# PROBLEM TO SOLVE
Put the lines of the records into a numbered list, leaving out any blank lines, starting with the line that contains "I need to find the white" and going on through the end of the records.

(Data items)
┄┄┄┄┄┄
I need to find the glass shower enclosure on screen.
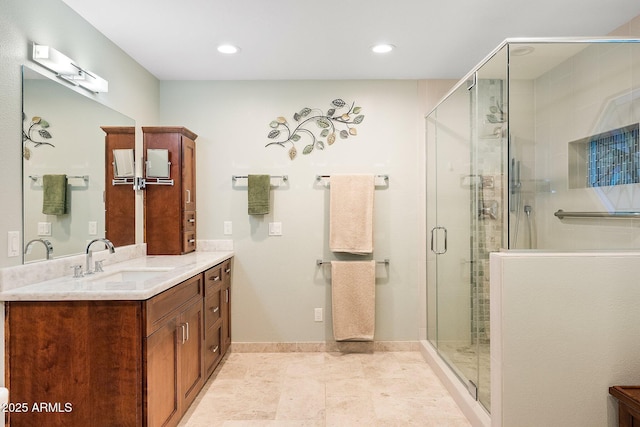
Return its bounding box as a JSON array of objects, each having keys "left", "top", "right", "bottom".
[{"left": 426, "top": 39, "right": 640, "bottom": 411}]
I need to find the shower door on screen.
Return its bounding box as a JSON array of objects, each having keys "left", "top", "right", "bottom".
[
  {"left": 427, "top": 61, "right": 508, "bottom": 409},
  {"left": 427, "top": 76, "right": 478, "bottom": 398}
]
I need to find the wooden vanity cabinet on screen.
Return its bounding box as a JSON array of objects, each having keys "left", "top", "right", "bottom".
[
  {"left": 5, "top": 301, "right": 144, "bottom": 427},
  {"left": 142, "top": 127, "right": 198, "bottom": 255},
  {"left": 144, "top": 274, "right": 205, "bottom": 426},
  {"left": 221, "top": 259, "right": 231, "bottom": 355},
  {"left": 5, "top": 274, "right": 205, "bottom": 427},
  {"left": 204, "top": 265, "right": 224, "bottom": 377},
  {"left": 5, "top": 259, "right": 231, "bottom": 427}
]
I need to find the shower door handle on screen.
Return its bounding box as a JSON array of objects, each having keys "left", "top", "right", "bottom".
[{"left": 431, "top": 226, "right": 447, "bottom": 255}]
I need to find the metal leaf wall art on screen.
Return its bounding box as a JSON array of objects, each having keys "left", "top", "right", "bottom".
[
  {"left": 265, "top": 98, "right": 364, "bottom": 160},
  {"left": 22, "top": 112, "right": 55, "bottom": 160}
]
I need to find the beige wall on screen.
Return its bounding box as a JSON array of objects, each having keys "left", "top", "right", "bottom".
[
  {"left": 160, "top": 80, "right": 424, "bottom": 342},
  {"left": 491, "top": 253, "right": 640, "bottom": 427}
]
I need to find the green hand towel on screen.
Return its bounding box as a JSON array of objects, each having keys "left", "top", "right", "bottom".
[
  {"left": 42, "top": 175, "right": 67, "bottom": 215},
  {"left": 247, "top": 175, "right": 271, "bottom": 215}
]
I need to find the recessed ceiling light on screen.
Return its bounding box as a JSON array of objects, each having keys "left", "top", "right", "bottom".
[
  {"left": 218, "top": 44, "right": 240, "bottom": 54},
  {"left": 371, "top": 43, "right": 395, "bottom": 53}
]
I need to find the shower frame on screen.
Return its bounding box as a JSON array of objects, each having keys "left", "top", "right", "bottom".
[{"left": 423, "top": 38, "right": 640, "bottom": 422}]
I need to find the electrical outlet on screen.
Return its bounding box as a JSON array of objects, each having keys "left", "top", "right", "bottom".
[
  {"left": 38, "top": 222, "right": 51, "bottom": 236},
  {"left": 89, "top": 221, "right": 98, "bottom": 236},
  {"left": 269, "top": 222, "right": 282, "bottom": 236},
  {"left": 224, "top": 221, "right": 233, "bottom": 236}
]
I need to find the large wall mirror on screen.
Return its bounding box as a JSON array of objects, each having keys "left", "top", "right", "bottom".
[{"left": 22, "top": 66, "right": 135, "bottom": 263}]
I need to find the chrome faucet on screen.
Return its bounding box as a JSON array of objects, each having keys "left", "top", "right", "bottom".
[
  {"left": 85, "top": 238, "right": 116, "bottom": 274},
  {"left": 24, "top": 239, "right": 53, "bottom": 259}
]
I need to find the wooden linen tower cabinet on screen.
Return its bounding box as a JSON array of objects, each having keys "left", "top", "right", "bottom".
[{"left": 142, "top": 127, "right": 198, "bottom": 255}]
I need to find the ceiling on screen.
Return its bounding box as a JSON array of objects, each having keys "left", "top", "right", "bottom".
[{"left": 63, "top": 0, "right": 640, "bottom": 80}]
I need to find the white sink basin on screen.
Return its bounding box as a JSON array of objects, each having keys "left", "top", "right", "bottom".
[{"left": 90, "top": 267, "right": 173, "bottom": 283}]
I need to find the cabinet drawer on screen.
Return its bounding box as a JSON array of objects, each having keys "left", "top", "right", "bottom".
┄┄┄┄┄┄
# WRITTEN RESPONSE
1. I need to find the white sink basin on screen.
2. Return its bounding box as a JSON array of objects, each having keys "left", "top", "right", "bottom".
3. [{"left": 90, "top": 267, "right": 173, "bottom": 283}]
4. I need to find the cabinet drawer on screen.
5. Return its bounding box as a JSON array of objects, each having keys "left", "top", "right", "bottom".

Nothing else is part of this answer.